*What you have to do*
Please output the lines shown below exactly as they appear.

*Data for analysis*
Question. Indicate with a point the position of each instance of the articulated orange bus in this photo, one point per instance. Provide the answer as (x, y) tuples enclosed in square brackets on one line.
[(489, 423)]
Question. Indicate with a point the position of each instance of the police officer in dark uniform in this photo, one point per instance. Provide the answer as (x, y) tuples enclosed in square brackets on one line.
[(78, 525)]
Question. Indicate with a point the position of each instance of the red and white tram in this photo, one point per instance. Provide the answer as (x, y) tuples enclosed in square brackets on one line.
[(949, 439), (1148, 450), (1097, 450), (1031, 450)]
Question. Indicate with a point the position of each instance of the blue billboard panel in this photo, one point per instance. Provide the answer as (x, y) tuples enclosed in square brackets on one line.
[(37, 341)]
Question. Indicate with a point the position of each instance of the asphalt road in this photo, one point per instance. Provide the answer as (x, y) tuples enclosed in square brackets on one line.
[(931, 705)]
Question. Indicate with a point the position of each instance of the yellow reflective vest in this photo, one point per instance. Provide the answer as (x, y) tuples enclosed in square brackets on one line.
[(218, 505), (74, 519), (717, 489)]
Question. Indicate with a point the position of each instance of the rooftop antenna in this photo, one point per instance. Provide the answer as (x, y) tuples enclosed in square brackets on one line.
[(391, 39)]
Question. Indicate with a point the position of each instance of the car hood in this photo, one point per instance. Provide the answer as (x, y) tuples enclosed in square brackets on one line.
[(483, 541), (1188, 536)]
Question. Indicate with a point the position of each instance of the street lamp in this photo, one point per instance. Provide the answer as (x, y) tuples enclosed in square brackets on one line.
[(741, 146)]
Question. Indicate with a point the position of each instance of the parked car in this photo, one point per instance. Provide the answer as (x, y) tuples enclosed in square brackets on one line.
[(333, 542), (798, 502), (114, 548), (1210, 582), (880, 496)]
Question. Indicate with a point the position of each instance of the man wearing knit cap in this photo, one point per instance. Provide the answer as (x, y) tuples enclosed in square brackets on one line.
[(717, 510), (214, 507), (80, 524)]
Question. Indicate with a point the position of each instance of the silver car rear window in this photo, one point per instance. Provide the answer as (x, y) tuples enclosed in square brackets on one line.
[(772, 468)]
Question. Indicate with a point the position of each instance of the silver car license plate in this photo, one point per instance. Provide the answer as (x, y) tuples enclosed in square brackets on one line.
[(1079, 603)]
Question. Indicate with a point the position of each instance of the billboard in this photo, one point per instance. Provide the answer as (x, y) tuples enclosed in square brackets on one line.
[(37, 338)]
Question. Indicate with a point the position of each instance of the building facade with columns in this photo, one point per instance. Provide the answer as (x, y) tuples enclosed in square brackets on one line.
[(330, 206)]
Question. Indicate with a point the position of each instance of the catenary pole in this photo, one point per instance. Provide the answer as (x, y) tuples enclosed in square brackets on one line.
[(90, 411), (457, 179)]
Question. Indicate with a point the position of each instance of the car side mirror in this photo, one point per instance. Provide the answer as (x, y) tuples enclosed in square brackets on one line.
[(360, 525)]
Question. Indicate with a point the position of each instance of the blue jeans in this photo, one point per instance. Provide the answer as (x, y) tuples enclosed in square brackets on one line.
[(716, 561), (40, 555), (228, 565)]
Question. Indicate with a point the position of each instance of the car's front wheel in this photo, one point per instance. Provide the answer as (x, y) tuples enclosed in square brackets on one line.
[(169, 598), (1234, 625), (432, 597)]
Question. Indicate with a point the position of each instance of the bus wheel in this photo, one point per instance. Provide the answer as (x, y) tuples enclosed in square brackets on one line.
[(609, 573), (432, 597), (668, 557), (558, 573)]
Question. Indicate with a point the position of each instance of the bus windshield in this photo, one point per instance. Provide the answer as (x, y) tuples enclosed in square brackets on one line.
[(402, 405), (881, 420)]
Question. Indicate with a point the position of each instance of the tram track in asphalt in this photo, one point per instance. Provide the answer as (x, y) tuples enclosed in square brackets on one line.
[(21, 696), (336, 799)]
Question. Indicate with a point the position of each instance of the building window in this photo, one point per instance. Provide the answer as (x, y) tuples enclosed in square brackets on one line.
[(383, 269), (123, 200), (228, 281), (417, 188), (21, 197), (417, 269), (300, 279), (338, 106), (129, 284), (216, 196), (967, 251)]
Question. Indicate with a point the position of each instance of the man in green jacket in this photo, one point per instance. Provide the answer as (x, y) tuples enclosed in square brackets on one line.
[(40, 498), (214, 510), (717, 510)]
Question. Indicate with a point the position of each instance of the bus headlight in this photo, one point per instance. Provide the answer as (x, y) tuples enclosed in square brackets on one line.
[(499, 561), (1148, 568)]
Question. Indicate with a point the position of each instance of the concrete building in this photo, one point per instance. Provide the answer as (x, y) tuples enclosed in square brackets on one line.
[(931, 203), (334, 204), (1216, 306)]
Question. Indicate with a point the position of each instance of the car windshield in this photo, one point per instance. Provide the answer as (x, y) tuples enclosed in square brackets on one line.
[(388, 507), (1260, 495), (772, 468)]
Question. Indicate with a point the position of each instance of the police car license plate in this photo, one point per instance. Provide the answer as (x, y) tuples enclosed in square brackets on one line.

*Exercise answer*
Question. Indicate with a point the position of each instance of the articulated orange bus in this photo, one point per instance. Provide the answer as (x, y) tuples enclosed in square brackets on one line.
[(489, 423)]
Question. Indicate with a point the position of each instance of the police officer in dark uniform in this photo, one point per instance. Provide the answer as (x, y) tuples enclosed in square brackets on one line.
[(78, 525)]
Question. Indicate with a point the position of each instance of the red and white tram in this photo, one point per instance. Provide the answer as (x, y) tuples enclosed in square brackets on one line.
[(949, 439), (1148, 450), (1097, 450), (1031, 450)]
Question. Indicate with a point the position of each instance of the blue billboard panel in this photo, one point per instance. Provide the answer as (x, y) tuples enclosed in square brackets on one line.
[(37, 341)]
Question. Indicate with a point the position of each instance of the asphalt road in this photo, one point per instance. Provide the answer as (x, y) tuples enclosed in square brackets on one line.
[(931, 705)]
Question. Indicate with a point the position of each instance of the yellow reflective vest in this photo, one point per instance. Provide the answer as (x, y) tuples enclosed in square brackets on one line.
[(218, 505), (74, 519), (717, 489)]
Question. Indicate with a point the position of each instance of the rooftop antenna in this photo, one point per instance. Provide the answer as (x, y) tuples enclosed in square brackets on one line.
[(391, 39)]
Question. Indicate with a point the position of each instance of the car hood in this photo, one point per instance. Provide the answer as (x, y) tuples enclosed in square brackets on one line.
[(483, 541), (1188, 536)]
Question. Indicate with a point the position of each instance of the street lamp in this photo, one point per instance. Provide the answer as (x, y) tuples enclosed in square brackets on one line.
[(741, 146)]
Question. Indicate with a point the position of each instance of the parked car in this photo, one point per instance. Provide the answer as (x, y) tuples enclosed in square brackets on one line.
[(333, 542), (798, 502), (114, 548), (1210, 582), (880, 496)]
Question. Indicate with a point the position of each instance of the man wearing knit cap in this photo, one point per instance. Provide the answer as (x, y) tuples enclosed in square brackets on one line.
[(717, 510), (214, 507), (80, 524)]
Question. Indicate with a point the position of each instance of the silver car rear window in this photo, one point per instance. Provide the answer as (x, y) tuples enclosed in square brackets on one line.
[(772, 468)]
Question. Indicate with a point the position of each instance of the silver car license plate in this photo, one point per instance. Provide the answer as (x, y) tuples enclosed in square brackets on one line.
[(1079, 603)]
Question. Indicate with a point the position of each instance of the billboard in this photo, one point per instance. Provide the answer as (x, y) tuples enclosed in square brackets on one line.
[(37, 338)]
Question. Indicate with a point the position of each instance of the building facade with columns in this photo, one point per instance. Provide the answer as (x, y) tuples enclosed in square brackets on one line.
[(330, 206)]
Question. Indicate with a point the position of each instance of the catenary pole in this photo, one point per instance. Provide the answer as (x, y) tuples enclosed in square brackets on one line.
[(90, 411), (457, 179)]
Question. Indicate with a point the position of each instance of the car side mirror in this photo, one point per instance. Provide the answer as (x, y) tuples enclosed in square brackets on one line.
[(360, 525)]
Question. Indicate with a point the position of each instance of the blue jeans in this photo, one point per instance. Provide the answer as (x, y) tuples enclosed in square brackets on one line.
[(716, 561), (40, 555), (228, 565)]
Question. Indicate with a point the position of each instance of the car's front wheel in this photo, one point per instance. Provide the answer as (x, y) tuples enclosed in square brackets on one line.
[(169, 598), (1234, 625), (432, 597)]
Question. Indicate with a point the position of each instance of the bus wheel in this photo, one point per instance. Provide the answer as (x, y) tuples enclosed in square brackets on one line.
[(609, 573), (432, 597), (668, 557), (558, 573)]
Question. Indicate with a point the position of each instance of the bus windshield in this photo, one point per instance. Provide the answer as (x, y) tuples enclosed in square brackets on one line.
[(402, 405), (881, 420)]
Question. Indicate with a point the position of each instance of the tram track in asphalt in this photo, one point per instance. Provide the answer as (x, y) tuples enclosed in square brackets on one line.
[(21, 696), (336, 799)]
Question. Indicate with a point the position of each instance of the building window in this photo, one point per instance. Provide the answer as (x, y) tuples enclosed in square brackets on one line.
[(383, 269), (123, 200), (228, 281), (417, 188), (21, 197), (417, 269), (300, 279), (338, 106), (129, 284), (216, 196), (967, 251)]
Question. Indicate with a point the position of each instance of the man in green jacket in this photo, one point per instance. Provide the answer as (x, y) tuples enclosed in square brackets on one line.
[(40, 498), (214, 510), (717, 510)]
Question. Indicate with a point the position of each instance of the bus headlight in this photo, one point per instance. Provide the answer as (x, y) tuples enclosed in square brackets on one line.
[(499, 561), (1148, 568)]
Question. Indicate with a point the position of each instance of the concrete building in this photo, one point per instance. Provide the answer as (x, y) tuples enclosed in square brackets on one line.
[(931, 203), (334, 204), (1216, 306)]
Question. Indicate with a point the position of each instance of the car windshield in this photo, one point per instance. Provide the answer as (x, y) tuples enclosed in square brackets on one line.
[(388, 507), (1260, 495), (772, 468)]
Question. Indicate with a point the position of each instance of the police car license plate in this photo, one point per instance. Provide the answer as (x, y) tuples enclosed in square brackets on one line.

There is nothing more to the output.